◆ Request A: In the review below, what kind of fish is Dory?
◆ Request B: Please rewrite the review's passage between "A clown fish" and "lives free again.", inclusive, changing "Marlin" to "Merlin" everywhere it occurs.

◆ Extract:
REVIEW: Finding Nemo

After their previous films involving toys, bugs and monsters, Pixar Animation Studios yet again take us on yet another adventure in their fifth animated feature film set in another world underneath ours. Just like pretty much every film that Pixar have made, Finding Nemo is another that truly does have everything that an animated film must require. Considering that the majority of Pixar films have all the positives worthy of animation, there is always at least one that every film from Pixar has the most. Finding Nemo is easily the most humorous and hilarious film they have done with some very clever modern-day jokes. The jokes that are told within the film are easy to deeply understand and they are creatively ingenious, so therefore it is very easy to laugh out loud while watching it.

Back in 2003, the animated effects in Finding Nemo were mesmerizing and jaw-dropping, but even now after almost a decade since its release, that is still their latest status in the effects. The effects in the underwater scenes with the fish, sharks, jellyfish etc is like filming the unfilmable because the animators managed to give us an exact image of what is underneath the water, and makes some of the fishes look like real fish. It has been a difficult task for Pixar to make human characters and although they have improvised and got better at it as more films have come out, some of the humans were brilliantly animated.

A clown fish named Marlin living in the Great Barrier Reef loses his son, Nemo, after he ventures into the open sea, despite his father’s constant warnings about many of the ocean’s dangers. Nemo is abducted by a boat and netted up and sent to a dentist’s office in Sydney. So, while Marlin ventures off to try to retrieve Nemo, Marlin meets a fish named Dory, a blue tang suffering from short-term memory loss. The companions travel a great distance, encountering various dangerous sea creatures such as sharks, anglerfish and jellyfish, in order to rescue Nemo from the dentist’s office, which is situated by Sydney Harbour. While the two are doing this, Nemo and the other sea animals in the dentist’s fish tank plot a way to return to Sydney Harbour to live their lives free again.

◆ Supplied information:
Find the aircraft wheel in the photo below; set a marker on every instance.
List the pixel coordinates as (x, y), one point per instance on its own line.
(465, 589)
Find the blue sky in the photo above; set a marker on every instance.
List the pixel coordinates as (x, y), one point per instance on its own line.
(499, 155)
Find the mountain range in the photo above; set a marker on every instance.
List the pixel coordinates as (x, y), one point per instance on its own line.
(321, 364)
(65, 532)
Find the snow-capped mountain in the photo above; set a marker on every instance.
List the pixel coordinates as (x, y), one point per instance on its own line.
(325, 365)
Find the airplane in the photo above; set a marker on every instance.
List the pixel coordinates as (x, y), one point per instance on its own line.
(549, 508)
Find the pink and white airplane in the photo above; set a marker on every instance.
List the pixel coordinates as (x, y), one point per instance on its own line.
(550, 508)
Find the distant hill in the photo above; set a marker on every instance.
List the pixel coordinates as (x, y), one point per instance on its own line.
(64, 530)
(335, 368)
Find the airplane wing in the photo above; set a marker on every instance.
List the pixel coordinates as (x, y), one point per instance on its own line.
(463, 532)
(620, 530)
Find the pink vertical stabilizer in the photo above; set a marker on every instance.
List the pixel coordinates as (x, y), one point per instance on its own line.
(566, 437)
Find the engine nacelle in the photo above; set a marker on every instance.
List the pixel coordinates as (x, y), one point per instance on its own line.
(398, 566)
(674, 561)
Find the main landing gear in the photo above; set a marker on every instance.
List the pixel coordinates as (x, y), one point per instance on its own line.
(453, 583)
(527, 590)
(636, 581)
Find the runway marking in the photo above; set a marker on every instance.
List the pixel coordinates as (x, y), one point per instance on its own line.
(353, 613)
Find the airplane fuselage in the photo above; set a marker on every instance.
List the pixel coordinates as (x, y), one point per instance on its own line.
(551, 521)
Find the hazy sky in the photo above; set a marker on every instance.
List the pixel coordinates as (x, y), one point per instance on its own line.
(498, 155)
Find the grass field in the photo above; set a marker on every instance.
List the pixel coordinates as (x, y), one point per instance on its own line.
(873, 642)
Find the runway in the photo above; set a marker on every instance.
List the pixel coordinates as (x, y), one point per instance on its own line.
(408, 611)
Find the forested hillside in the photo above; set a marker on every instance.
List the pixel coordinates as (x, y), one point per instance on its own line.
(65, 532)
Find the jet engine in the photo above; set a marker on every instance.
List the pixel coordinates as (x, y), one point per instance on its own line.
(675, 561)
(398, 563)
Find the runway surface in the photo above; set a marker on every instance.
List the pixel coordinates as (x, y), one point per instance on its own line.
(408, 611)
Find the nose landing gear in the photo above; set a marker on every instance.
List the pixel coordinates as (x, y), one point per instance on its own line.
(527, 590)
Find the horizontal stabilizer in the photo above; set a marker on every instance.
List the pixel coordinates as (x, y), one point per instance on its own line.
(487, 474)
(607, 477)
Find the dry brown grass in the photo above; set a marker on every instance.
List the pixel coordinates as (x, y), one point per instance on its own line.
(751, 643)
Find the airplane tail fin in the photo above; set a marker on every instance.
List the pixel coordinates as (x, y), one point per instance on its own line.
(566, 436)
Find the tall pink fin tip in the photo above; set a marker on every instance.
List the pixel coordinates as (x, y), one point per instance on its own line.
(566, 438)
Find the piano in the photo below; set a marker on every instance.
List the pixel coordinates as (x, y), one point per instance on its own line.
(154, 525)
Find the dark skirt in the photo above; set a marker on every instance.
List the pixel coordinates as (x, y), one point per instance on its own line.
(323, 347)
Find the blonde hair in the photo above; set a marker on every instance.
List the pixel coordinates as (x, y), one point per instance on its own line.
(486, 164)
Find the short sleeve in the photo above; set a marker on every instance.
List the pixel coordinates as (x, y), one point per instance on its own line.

◆ Written answer A: Dory is a blue tang.

◆ Written answer B:
A clown fish named Merlin living in the Great Barrier Reef loses his son, Nemo, after he ventures into the open sea, despite his father’s constant warnings about many of the ocean’s dangers. Nemo is abducted by a boat and netted up and sent to a dentist’s office in Sydney. So, while Merlin ventures off to try to retrieve Nemo, Merlin meets a fish named Dory, a blue tang suffering from short-term memory loss. The companions travel a great distance, encountering various dangerous sea creatures such as sharks, anglerfish and jellyfish, in order to rescue Nemo from the dentist’s office, which is situated by Sydney Harbour. While the two are doing this, Nemo and the other sea animals in the dentist’s fish tank plot a way to return to Sydney Harbour to live their lives free again.